EXERCISE DETAILS>
In the listing below, find the line containing "drop a point: the beige wall". Write out that line and every line after it to the end, exactly and only those.

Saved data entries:
§ §
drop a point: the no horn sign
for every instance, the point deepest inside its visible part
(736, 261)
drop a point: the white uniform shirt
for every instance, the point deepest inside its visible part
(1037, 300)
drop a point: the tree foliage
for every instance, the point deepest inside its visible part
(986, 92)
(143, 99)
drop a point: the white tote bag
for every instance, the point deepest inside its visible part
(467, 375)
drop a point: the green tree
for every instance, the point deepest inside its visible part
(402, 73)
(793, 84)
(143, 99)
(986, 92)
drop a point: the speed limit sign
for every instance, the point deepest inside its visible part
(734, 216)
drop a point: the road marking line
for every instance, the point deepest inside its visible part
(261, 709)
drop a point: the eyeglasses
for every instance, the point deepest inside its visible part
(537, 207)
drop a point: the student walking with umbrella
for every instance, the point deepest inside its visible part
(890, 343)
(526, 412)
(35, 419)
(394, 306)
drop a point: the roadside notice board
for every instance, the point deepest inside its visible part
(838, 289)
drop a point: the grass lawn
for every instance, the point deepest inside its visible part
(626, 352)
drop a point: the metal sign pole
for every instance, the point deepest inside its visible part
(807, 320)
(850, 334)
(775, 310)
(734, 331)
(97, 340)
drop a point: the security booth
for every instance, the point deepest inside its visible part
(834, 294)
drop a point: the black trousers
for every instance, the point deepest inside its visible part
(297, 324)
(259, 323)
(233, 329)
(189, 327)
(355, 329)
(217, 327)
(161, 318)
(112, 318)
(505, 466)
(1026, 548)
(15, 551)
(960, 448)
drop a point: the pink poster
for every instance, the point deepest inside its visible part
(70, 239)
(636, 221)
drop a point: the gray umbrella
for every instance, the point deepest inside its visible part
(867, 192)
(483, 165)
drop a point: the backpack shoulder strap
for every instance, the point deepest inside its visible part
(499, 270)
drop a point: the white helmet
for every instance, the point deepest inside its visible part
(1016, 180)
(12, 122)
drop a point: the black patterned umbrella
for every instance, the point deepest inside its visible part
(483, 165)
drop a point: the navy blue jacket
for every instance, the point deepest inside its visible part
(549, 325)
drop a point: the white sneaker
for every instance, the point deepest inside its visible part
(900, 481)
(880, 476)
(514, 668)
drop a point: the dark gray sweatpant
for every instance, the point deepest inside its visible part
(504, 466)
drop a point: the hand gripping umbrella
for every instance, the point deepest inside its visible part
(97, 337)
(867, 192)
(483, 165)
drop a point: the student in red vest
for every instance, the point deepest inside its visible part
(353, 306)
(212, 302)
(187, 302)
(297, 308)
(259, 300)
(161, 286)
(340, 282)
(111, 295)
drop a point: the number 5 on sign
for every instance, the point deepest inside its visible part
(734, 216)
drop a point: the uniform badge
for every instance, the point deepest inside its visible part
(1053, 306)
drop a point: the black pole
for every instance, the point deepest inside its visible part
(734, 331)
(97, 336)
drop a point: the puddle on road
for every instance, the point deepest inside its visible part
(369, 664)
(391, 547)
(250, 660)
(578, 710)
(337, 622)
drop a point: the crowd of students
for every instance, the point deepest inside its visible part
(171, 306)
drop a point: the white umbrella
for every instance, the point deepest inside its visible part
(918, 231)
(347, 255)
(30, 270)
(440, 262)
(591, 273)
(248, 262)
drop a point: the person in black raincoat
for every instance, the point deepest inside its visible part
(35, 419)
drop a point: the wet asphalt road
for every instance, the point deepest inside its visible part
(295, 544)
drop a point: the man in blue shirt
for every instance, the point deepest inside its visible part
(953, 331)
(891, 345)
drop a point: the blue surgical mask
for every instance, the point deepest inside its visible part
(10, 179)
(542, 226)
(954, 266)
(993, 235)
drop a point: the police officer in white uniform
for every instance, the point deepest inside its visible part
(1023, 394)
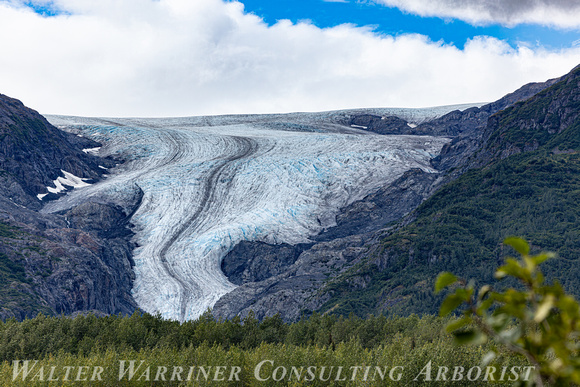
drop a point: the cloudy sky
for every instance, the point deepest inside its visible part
(202, 57)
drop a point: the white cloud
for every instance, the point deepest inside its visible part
(182, 57)
(553, 13)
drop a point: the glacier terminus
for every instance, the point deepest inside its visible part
(208, 183)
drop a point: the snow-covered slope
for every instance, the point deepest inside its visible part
(210, 182)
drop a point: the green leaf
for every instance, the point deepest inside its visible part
(488, 358)
(519, 245)
(455, 325)
(443, 280)
(544, 308)
(450, 304)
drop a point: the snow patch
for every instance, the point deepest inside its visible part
(70, 180)
(92, 151)
(210, 183)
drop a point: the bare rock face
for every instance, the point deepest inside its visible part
(294, 289)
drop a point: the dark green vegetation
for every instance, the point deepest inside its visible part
(320, 341)
(524, 181)
(540, 322)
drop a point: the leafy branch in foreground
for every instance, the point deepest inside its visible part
(540, 322)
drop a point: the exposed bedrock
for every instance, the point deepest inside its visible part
(299, 288)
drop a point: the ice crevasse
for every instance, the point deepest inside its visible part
(206, 188)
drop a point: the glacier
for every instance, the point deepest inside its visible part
(210, 182)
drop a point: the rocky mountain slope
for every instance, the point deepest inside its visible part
(349, 211)
(350, 256)
(59, 263)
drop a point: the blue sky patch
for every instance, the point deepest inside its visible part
(392, 21)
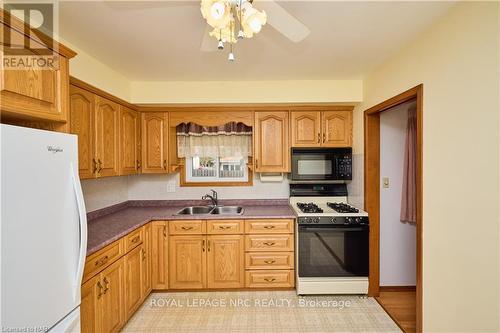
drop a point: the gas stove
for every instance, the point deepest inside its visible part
(325, 204)
(332, 240)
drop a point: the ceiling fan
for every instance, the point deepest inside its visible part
(276, 16)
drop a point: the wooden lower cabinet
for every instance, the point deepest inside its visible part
(159, 254)
(102, 307)
(226, 261)
(187, 262)
(133, 279)
(146, 258)
(119, 277)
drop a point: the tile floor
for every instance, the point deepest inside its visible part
(258, 311)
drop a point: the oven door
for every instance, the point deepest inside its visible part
(313, 165)
(333, 251)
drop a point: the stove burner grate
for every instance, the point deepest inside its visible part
(309, 207)
(342, 207)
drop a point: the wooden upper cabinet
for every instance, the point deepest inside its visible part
(322, 128)
(36, 94)
(155, 142)
(271, 142)
(130, 129)
(306, 128)
(82, 113)
(337, 129)
(187, 262)
(107, 136)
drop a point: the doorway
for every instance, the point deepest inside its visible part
(372, 186)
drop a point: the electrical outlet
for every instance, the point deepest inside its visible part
(171, 187)
(385, 182)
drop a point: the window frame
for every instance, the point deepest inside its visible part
(184, 182)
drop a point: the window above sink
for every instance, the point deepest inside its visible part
(216, 169)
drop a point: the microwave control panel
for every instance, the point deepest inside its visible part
(344, 167)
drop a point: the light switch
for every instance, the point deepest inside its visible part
(171, 187)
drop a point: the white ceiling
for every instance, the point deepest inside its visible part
(160, 40)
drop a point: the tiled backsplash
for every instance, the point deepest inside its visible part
(100, 193)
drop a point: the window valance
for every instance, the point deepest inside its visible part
(228, 140)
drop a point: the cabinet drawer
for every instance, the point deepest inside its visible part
(270, 279)
(269, 260)
(278, 226)
(188, 227)
(225, 227)
(102, 259)
(133, 239)
(268, 243)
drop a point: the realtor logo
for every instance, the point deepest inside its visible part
(28, 44)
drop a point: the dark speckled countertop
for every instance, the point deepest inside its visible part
(109, 224)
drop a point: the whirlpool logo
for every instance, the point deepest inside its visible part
(54, 150)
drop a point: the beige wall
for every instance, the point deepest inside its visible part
(337, 91)
(92, 71)
(457, 60)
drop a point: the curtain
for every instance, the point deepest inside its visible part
(409, 193)
(228, 140)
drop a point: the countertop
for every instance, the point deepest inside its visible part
(112, 223)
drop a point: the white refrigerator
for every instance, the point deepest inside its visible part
(43, 230)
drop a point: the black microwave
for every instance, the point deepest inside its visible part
(321, 163)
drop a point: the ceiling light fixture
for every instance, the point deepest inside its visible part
(225, 15)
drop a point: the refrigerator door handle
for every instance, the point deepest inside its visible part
(83, 229)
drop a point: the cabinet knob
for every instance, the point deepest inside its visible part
(99, 292)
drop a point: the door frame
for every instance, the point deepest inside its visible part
(372, 189)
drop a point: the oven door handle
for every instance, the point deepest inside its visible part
(335, 229)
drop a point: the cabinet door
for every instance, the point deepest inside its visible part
(146, 262)
(154, 142)
(82, 123)
(112, 301)
(129, 142)
(159, 254)
(337, 129)
(272, 148)
(226, 261)
(90, 314)
(133, 280)
(306, 128)
(107, 137)
(187, 262)
(33, 93)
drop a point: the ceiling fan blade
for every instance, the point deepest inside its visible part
(208, 43)
(283, 21)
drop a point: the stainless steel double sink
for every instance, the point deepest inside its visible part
(210, 210)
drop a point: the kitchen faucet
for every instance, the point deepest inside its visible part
§ §
SOLUTION>
drop a point: the beige wall
for every instance, the point deepest inside its visible part
(337, 91)
(92, 71)
(457, 60)
drop a point: the curtain
for every instance, the point deepest inside its visible part
(409, 193)
(228, 140)
drop a point: the countertop
for every instance, the point deepest inside its visible part
(112, 223)
drop a point: the white refrigerator
for every instance, the point deepest inside its visible part
(43, 230)
drop a point: the black microwave
for every instance, the point deepest inside its visible part
(321, 163)
drop a point: the ceiling light fixture
for every instance, the point deepest inside its visible part
(225, 15)
drop a point: the refrigerator door handle
for every instance, the point deepest inside its visible part
(83, 229)
drop a point: the cabinet knob
for every instance, the point deepest inside its visible part
(99, 292)
drop a point: the door frame
for every instance, the point deepest inside its visible part
(372, 189)
drop a point: the oven door handle
for every instance, the point deepest inside its visible part
(335, 229)
drop a point: the cabinet door
for every instance, the point deepest inside its visible part
(146, 262)
(154, 142)
(82, 123)
(112, 301)
(129, 142)
(159, 254)
(337, 129)
(272, 148)
(226, 261)
(90, 314)
(133, 280)
(306, 128)
(107, 137)
(187, 262)
(33, 93)
drop a point: the ceiling fan blade
for every instance, the point deepest inside its visible part
(208, 43)
(283, 21)
drop a point: the stainless steel double sink
for every instance, the point deepest inside its visible part
(210, 210)
drop a point: the kitchen faucet
for every instance, the point deepest inside its visible part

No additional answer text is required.